→ **Task requirements**:
(a) From the article about the black metal band Yellow Eyes, list every job or line of work the text says Will or Sam has had, and name the brother each one belongs to.
(b) Using the article about the black metal band Yellow Eyes, decide whether each statement agrees with it. Answer yes or no for each one, and quote the words from the article that decide it.
(i) Yellow Eyes went on its first-ever tour with Anicon.
(ii) The field recordings on Sick With Bloom were made in Prague.
(iii) Will sold each Hammer of Night tape and its wooden box for about $50.
(c) Continue the article about the black metal band Yellow Eyes, beginning right after its last sentence.

Will found a job teaching English, and once Sam had blown through his meager savings, he found himself working the overnight shift at a "weird little cash-only hostel where people were always trying to break in." There, he met a host of colorful characters, including a short, stocky man with whom he ended up spending many of his 12-hour shifts. They got along well enough, but there was one glaring issue.
"Yeah, my coworker was a Nazi," Sam comments ruefully, recalling the man's massive "Skinhead" chest tattoo and aborted plan to cause mayhem during President Obama's visit in 2009. That wasn't the first time the brothers encountered political extremism during their time in Prague; as Will recalled earlier, it jumped up and smacked them in the face as soon as they got to town.
Yellow Eyes itself is an entirely apolitical entity; the lyrics eschew hackneyed battle tropes or Satanic shlock in favor of focusing on strange, abstract, almost poetic themes, heavily inspired by nature, solitude, and decay. This is nothing new in black metal, of course, but the elegance and conviction with which they execute these morbid lines is impressive. As with much of extreme metal, the riffs are the main event here. Sam and Will's playing comes across like a singular entity, their guitars perfectly fluid and eerily in sync as they hammer out straightforward but still forward-thinking black metal that tempers beautifully clean, melodic leads with distorted tremolo.
The devil's always in the details with this kind of music, and on Sick With Bloom, Yellow Eyes conjures up an unsettling vibe via atmospheric moments, aided by the use of haunting field recordings captured outside Will and Sam's isolated family cabin. It's devoid of both Finnish filth and Cascadian whimsy; instead, Sick With Bloom is its own master, beholden to none but those who have created it. That's why I myself have referred to the album as "the future of American black metal," and I'll stand by that even more firmly now that it's had some time to foment.
Mike and Alex
It's no small wonder that Sick With Bloom stirred up a considerable amount of interest in the press, or that the band's star continues to rise. Hitting the road with Anicon last year for Yellow Eyes' first-ever tour was a big step forward for a band that had, until a couple years ago, never bothered to play live more than a few times a year. Earning a cosign from a tastemaking label like Gilead Media was even bigger. One of the most endearing things about the Yellow Eyes brothers is how genuinely excited they are about everything that's happening to them; they seem truly surprised when they encounter a fan, and are boundlessly appreciative when they meet one.
"If I run into somebody 'round here who says, 'I love your band and I bought a record from you,' and they tell me their name, I can usually remember where they live because I sent them a record," Will says. "Like with Hammer of Night, when I was putting together these handmade, branded wooden boxes to send with each tape, each one of those took me so long to make, and on purpose we sold them for, like, $20. I had to take a lot of time off work or after work to do it, but it didn't matter, because you just want to deliver the vision. I don't have to be making $20 an hour [with this band], I've probably made $2 an hour or something like that, but it's still totally worth it."
That DIY approach comes as second nature, perhaps because the brothers grew up surrounded by music—their mother is a composer—and currently make their own livings in the same field, with Sam working as a commercial composer and Will as a violin restorer. They still record all of their own music themselves, and their views on recording harken back to those two barely-grown men who slapped together a recording in their bedroom around five years ago and somehow struck gold.

→ **Extracted data**:
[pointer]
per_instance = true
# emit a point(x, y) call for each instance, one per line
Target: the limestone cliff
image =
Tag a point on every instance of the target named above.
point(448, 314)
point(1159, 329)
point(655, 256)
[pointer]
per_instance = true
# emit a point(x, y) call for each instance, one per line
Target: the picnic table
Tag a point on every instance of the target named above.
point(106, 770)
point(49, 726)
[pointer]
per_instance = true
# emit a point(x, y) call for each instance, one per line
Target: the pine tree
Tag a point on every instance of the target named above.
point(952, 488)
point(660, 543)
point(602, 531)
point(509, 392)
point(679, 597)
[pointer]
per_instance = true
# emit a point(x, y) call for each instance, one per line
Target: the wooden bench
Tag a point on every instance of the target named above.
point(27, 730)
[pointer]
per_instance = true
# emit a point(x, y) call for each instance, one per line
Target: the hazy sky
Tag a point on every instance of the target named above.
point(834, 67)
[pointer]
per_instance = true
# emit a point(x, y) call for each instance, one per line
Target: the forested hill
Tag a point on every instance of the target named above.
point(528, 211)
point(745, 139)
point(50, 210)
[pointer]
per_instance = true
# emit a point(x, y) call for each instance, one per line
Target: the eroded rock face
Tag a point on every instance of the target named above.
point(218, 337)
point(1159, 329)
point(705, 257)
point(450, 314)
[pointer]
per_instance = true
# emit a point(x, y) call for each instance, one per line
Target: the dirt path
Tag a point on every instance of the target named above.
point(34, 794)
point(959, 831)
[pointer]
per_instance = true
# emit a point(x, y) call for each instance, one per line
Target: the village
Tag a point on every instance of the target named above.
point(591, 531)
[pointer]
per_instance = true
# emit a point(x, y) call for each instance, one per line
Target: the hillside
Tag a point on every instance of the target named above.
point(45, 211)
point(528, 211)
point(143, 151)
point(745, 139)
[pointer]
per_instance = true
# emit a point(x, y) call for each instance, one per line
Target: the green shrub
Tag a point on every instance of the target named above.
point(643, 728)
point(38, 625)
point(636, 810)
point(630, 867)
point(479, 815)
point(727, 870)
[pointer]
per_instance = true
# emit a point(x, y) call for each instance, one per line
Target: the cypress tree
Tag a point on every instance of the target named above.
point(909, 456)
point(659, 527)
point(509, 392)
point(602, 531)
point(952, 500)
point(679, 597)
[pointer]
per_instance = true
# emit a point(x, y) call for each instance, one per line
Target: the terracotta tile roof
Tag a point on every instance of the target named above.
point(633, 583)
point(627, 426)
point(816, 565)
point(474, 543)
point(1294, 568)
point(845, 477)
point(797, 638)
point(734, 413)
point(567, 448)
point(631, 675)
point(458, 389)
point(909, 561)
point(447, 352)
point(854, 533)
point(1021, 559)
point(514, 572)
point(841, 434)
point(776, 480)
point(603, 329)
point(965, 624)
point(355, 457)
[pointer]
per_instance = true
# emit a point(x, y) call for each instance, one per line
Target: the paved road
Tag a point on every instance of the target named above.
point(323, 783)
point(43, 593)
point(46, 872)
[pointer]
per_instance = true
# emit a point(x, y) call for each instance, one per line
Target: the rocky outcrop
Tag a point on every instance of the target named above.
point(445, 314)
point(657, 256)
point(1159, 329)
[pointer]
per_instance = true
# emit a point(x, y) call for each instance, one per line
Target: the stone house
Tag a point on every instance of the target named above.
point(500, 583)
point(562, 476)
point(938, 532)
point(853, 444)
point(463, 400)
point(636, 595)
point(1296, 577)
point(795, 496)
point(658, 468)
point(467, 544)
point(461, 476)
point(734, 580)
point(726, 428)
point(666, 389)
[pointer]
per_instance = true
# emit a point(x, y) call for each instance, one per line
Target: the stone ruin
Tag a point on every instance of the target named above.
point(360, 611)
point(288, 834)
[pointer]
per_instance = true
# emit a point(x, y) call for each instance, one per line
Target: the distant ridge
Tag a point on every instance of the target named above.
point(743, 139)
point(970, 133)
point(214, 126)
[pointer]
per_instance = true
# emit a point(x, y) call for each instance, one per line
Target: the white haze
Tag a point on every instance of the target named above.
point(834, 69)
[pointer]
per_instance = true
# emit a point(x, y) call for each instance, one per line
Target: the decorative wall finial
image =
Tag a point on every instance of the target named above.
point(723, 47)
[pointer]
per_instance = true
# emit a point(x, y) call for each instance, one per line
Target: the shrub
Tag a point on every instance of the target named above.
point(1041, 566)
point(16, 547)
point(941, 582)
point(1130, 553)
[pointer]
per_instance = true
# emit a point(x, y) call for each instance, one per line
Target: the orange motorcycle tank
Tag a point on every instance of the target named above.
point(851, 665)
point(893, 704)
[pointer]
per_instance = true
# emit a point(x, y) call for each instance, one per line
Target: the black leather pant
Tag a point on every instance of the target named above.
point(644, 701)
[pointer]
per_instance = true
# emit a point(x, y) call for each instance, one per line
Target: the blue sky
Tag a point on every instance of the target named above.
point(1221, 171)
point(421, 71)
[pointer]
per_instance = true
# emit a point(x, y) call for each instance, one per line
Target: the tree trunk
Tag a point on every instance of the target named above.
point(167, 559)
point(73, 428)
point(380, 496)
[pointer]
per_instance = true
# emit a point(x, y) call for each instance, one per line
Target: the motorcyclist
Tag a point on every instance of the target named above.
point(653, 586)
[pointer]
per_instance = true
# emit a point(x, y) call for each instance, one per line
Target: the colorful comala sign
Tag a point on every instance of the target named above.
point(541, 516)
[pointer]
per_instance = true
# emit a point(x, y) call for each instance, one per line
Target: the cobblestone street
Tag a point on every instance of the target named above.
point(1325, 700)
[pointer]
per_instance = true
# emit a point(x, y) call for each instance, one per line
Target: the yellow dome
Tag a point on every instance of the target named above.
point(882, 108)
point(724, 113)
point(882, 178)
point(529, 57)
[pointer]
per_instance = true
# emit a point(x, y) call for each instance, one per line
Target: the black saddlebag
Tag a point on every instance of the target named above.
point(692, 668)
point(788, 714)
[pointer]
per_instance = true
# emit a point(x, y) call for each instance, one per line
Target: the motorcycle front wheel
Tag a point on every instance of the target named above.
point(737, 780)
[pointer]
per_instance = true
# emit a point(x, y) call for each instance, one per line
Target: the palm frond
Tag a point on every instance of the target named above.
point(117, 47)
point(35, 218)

→ **Results by task**:
(a)
- Teaching English (Will)
- Working the overnight shift at a cash-only hostel (Sam)
- Commercial composer (Sam)
- Violin restorer (Will)

(b)
(i) Yes: "Hitting the road with Anicon last year for Yellow Eyes' first-ever tour"
(ii) No: "haunting field recordings captured outside Will and Sam's isolated family cabin"
(iii) No: "on purpose we sold them for, like, $20"

(c)
"I guess some people could say the price of admission is high, you need to buy your equipment and stuff," Sam allows. "But if you buy a tape machine and a Fender Squire, there you have the tools to make the coolest black metal record anyone's ever heard in their life. And that can be like $50 in total. There's no financial barrier to making cool, extreme music at all."
Taking their own advice has surely helped Yellow Eyes carve out a rapidly expanding place for themselves amidst today's glutted extreme metal scene, and things just keep getting better for them and their bandmates. They recently started working on dates for a European tour, including an appearance at Germany's Kings of Black Metal festival in April, and have gotten offers from multiple other countries (their dream is to return to Eastern Europe for a tour, but we'll have to see what shakes out).
The band was also just announced as part of the inaugural Migration Fest, a multi-day festival set in Olympia, Washington and curated by Gilead Media and 20 Buck Spin. The lineup is stacked with underground metal's best (and most buzzworthy) names, and Yellow Eyes is slotted in neatly next to Thou, The Body, VHOL, Krallice, Vastum, Mutilation Rites, Full of Hell, Christian Mistress, Krieg, and a host of other bands who regularly top year-end lists and sell the shit out of limited edition vinyl pressings. To put it in perspective: Migration is Coachella for people who make their own Weakling patches and still care about cassette tapes. It's excellent company in which to find oneself, and signals yet another sea change in Yellow Eyes' fortunes. After years of travel, trials, and just plain trying, they've finally been invited to the big kids' table.
When they get up on that stage, though, nothing will change (except the possibility that they may get to borrow some nicer gear). The goal remains the same—they don't have one. As Sam says, "We're not trying to have this big show-ready sound. It's about trying to communicate something, some intangible thing. We're just putting out this little beacon, and whoever's drawn to it will follow. We're not trying to demolish a crowd. It's not that kind of thing."
Will sums up their approach in typical self-deprecating but honest fashion: "Sam got his amp for free. My amp is horrible. We don't know anything about gear. I don't use any pedals. We just have these songs."